Express the lines of these items as a JSON list of strings, one string per line and blank lines omitted, covering only the stretch from the line containing "[spot] the green tree, one" through the end of the items.
======== RECORDS FOR PROCESSING ========
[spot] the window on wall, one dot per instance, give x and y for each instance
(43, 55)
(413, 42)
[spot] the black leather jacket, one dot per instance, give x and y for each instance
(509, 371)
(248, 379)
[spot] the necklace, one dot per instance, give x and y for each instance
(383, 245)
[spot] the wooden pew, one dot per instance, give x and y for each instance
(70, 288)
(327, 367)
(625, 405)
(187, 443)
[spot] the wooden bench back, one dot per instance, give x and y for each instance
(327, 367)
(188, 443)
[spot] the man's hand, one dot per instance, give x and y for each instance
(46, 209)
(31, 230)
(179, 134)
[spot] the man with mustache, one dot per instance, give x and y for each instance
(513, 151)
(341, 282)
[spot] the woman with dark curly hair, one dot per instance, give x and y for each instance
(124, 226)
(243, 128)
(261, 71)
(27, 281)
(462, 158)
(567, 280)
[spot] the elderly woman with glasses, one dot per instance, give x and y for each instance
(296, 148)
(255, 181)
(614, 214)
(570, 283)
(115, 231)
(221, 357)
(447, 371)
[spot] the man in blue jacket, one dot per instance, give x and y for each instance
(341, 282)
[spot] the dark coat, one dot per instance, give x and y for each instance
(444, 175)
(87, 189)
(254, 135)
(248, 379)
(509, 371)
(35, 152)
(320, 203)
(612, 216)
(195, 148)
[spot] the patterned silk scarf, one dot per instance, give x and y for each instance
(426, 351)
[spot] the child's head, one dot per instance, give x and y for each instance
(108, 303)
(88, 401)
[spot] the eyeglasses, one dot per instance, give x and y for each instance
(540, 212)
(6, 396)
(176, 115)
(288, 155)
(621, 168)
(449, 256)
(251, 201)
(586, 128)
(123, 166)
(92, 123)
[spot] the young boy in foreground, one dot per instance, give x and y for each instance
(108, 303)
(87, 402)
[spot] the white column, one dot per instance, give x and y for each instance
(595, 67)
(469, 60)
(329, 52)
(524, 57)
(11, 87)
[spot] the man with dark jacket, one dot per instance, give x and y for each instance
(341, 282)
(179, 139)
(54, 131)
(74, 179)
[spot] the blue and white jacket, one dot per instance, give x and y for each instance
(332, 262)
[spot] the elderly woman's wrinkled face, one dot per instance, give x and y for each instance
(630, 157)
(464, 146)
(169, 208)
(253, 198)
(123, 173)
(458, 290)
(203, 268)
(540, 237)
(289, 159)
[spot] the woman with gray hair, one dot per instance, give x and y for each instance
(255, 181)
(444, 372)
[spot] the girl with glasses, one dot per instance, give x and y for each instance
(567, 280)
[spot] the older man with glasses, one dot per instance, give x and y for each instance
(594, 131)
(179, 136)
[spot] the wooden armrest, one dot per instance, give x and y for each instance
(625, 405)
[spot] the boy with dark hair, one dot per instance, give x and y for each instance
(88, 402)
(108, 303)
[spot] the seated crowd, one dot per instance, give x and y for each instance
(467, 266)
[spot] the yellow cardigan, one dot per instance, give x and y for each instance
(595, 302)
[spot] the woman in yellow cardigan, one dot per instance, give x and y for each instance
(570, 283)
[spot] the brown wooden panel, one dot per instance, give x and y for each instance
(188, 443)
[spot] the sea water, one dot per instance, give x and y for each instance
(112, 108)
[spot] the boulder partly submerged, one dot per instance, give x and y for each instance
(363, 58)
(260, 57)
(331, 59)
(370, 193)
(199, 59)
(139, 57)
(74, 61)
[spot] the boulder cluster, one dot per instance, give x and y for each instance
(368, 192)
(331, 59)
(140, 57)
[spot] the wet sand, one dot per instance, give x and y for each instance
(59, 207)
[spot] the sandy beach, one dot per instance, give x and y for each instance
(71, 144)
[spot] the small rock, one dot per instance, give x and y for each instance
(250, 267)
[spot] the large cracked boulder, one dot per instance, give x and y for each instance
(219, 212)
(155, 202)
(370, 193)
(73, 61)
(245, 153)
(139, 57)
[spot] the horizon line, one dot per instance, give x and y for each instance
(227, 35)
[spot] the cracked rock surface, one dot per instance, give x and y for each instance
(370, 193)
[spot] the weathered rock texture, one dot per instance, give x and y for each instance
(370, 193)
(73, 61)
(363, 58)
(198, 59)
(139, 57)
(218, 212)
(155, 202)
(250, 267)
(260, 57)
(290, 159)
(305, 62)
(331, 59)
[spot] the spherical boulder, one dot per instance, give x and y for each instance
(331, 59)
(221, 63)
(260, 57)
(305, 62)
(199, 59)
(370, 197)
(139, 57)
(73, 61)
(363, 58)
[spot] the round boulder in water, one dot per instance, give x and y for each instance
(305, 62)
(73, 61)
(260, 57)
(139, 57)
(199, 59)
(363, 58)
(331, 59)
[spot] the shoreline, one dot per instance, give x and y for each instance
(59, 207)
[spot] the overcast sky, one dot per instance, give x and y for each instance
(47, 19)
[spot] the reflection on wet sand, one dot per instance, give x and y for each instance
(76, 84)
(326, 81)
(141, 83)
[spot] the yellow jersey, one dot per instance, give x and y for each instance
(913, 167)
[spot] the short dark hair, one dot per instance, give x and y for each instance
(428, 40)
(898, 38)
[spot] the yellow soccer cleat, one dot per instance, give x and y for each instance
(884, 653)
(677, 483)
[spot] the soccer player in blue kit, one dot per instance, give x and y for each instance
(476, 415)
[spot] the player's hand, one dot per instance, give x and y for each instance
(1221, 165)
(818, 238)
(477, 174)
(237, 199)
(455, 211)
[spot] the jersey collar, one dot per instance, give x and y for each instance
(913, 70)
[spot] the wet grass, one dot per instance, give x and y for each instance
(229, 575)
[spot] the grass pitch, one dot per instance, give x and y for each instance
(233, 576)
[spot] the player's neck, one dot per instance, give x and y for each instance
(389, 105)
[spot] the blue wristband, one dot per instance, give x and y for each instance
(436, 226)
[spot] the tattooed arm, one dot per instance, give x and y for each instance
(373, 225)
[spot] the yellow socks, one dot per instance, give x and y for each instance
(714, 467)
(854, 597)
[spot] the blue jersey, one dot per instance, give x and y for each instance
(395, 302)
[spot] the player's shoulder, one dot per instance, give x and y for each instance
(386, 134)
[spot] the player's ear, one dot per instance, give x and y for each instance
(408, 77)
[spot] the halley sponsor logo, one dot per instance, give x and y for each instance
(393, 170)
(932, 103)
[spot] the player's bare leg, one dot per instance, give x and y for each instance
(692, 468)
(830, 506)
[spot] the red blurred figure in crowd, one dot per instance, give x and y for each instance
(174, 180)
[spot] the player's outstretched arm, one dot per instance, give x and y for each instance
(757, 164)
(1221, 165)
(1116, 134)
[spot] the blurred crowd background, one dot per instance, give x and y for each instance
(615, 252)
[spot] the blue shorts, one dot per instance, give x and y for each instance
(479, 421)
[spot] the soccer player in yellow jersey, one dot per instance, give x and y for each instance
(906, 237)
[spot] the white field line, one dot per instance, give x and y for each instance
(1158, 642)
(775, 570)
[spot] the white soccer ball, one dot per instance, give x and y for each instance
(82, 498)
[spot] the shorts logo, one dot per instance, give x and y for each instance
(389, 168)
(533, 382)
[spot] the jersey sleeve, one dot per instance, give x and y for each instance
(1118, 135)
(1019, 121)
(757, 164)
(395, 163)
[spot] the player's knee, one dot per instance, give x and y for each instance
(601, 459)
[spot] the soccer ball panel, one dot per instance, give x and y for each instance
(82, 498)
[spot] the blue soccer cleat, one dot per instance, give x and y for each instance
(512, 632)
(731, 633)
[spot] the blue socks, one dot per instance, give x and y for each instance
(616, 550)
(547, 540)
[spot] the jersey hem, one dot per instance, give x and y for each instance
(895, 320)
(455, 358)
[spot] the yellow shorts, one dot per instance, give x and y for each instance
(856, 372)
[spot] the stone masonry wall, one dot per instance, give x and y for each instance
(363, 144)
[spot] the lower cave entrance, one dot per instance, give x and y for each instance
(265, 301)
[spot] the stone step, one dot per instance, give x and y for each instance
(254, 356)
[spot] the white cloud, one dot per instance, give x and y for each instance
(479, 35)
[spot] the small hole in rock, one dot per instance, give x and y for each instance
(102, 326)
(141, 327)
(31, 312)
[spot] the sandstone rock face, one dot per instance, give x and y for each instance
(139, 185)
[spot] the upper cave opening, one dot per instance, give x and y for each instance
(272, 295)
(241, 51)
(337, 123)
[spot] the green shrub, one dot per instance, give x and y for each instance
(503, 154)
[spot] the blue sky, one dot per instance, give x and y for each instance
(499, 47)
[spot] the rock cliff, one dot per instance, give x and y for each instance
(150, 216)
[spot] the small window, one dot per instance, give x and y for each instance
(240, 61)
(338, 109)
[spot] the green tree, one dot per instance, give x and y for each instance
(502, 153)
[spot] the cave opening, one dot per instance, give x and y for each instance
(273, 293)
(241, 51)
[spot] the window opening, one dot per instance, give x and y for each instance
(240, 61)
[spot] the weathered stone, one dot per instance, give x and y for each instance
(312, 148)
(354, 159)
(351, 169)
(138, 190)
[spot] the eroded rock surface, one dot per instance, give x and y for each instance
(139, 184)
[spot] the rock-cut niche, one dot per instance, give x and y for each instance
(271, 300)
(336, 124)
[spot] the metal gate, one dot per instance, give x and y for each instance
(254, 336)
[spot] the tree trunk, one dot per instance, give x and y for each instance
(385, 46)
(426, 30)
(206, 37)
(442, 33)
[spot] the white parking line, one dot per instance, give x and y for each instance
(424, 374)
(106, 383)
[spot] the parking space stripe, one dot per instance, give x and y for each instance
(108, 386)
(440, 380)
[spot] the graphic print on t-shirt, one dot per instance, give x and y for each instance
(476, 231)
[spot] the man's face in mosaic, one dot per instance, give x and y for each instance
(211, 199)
========
FINISHED ANSWER:
[
  "[spot] the green tree, one dot per instance, give x and y for each instance",
  "(502, 153)",
  "[spot] the cave opening, one dot per instance, give x and y for each instance",
  "(273, 293)",
  "(241, 51)",
  "[spot] the window opening, one dot per instance, give x and y for each instance",
  "(240, 61)",
  "[spot] the weathered stone, one dot per instance, give x and y for each instance",
  "(312, 148)",
  "(354, 159)",
  "(351, 169)",
  "(138, 190)",
  "[spot] the eroded rock surface, one dot per instance, give x and y for each instance",
  "(139, 184)",
  "[spot] the rock-cut niche, one dot per instance, give x and y for each instance",
  "(271, 300)",
  "(336, 124)",
  "[spot] the metal gate, one dot per instance, give x and y for each instance",
  "(254, 336)",
  "[spot] the tree trunk, one dot per instance, give x and y for each instance",
  "(385, 46)",
  "(426, 30)",
  "(206, 37)",
  "(442, 33)",
  "[spot] the white parking line, one dot per instance, give x and y for each instance",
  "(424, 374)",
  "(106, 383)",
  "[spot] the parking space stripe, one dot per instance, give x and y for each instance",
  "(108, 386)",
  "(440, 380)",
  "[spot] the graphic print on t-shirt, one dot per instance, give x and y for each instance",
  "(476, 231)",
  "[spot] the man's face in mosaic, one dot per instance, give x and y for each instance",
  "(211, 199)"
]